## Record extracts

[Start of Attachment]

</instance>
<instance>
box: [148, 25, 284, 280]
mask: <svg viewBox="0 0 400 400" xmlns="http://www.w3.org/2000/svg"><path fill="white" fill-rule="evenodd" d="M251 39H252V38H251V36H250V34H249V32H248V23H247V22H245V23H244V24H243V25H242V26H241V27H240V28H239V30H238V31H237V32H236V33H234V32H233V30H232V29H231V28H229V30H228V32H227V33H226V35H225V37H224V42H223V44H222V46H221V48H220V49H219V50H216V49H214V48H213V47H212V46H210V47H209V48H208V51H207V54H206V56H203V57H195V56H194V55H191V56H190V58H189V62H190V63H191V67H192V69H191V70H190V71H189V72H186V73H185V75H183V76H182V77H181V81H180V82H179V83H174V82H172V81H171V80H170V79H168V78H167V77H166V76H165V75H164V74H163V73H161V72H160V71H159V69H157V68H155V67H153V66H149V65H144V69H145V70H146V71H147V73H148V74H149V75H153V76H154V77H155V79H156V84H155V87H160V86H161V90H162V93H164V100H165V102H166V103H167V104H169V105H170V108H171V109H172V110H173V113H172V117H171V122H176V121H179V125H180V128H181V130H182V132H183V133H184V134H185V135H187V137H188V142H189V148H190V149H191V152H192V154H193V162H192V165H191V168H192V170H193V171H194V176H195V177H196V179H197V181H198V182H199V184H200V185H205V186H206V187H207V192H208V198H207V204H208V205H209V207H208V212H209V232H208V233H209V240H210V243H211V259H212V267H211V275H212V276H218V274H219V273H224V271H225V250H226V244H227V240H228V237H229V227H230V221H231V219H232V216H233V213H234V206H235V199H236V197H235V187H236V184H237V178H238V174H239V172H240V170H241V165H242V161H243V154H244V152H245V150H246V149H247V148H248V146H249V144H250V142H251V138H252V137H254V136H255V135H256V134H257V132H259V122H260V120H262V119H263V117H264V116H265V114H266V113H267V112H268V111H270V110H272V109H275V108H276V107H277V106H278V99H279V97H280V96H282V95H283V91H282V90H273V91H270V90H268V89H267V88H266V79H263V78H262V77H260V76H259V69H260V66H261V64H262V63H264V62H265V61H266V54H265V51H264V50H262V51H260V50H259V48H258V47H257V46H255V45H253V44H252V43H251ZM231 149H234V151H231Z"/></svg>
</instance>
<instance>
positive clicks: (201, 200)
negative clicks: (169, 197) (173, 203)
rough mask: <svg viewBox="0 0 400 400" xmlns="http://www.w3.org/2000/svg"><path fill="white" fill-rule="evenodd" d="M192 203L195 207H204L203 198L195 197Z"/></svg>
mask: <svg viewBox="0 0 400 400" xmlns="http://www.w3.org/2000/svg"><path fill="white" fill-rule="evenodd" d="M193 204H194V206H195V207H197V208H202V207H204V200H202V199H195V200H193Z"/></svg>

[End of Attachment]

## Directions
Everything above must be retyped. Keep each record exactly the same.

## Task solution
</instance>
<instance>
box: [148, 25, 284, 280]
mask: <svg viewBox="0 0 400 400" xmlns="http://www.w3.org/2000/svg"><path fill="white" fill-rule="evenodd" d="M251 39H252V38H251V36H250V34H249V32H248V23H247V22H245V23H244V24H243V25H242V26H241V27H240V28H239V30H238V31H237V32H236V33H234V32H233V30H232V29H231V28H229V30H228V32H227V33H226V35H225V37H224V42H223V44H222V46H221V48H220V49H219V50H216V49H214V48H213V47H212V46H210V47H209V48H208V51H207V54H206V56H203V57H195V56H194V55H191V56H190V58H189V62H190V63H191V67H192V69H191V70H190V71H189V72H186V73H185V75H183V76H182V77H181V81H180V82H179V83H174V82H172V81H171V80H170V79H168V78H167V77H166V76H165V75H164V74H163V73H161V72H160V71H159V69H157V68H155V67H153V66H149V65H144V69H145V70H146V71H147V73H148V74H149V75H153V76H154V77H155V79H156V84H155V87H160V86H161V90H162V93H164V100H165V102H166V103H167V104H169V105H170V108H171V109H172V110H173V113H172V117H171V122H176V121H179V125H180V128H181V130H182V132H183V133H184V134H185V135H187V137H188V142H189V148H190V149H191V152H192V154H193V162H192V165H191V168H192V170H193V171H194V176H195V177H196V179H197V181H198V182H199V184H200V185H205V186H206V187H207V192H208V198H207V204H208V205H209V207H208V212H209V232H208V233H209V240H210V243H211V259H212V267H211V275H212V276H218V274H219V273H224V271H225V250H226V244H227V240H228V237H229V227H230V221H231V219H232V216H233V213H234V206H235V199H236V197H235V187H236V184H237V178H238V174H239V172H240V170H241V165H242V161H243V154H244V152H245V150H246V149H247V148H248V146H249V144H250V142H251V138H252V137H254V136H255V135H256V134H257V132H259V122H260V120H262V119H263V117H264V116H265V114H266V113H267V112H268V111H270V110H272V109H275V108H276V107H277V106H278V99H279V97H280V96H282V95H283V91H282V90H273V91H270V90H268V89H267V88H266V79H263V78H262V77H260V76H259V69H260V66H261V64H262V63H264V62H265V61H266V54H265V51H264V50H262V51H260V50H259V48H258V47H257V46H255V45H253V44H252V43H251ZM231 149H234V151H231Z"/></svg>
</instance>
<instance>
positive clicks: (201, 200)
negative clicks: (169, 197) (173, 203)
rough mask: <svg viewBox="0 0 400 400" xmlns="http://www.w3.org/2000/svg"><path fill="white" fill-rule="evenodd" d="M192 203L195 207H204L203 198L195 197Z"/></svg>
mask: <svg viewBox="0 0 400 400" xmlns="http://www.w3.org/2000/svg"><path fill="white" fill-rule="evenodd" d="M193 204H194V206H195V207H197V208H202V207H204V200H202V199H195V200H193Z"/></svg>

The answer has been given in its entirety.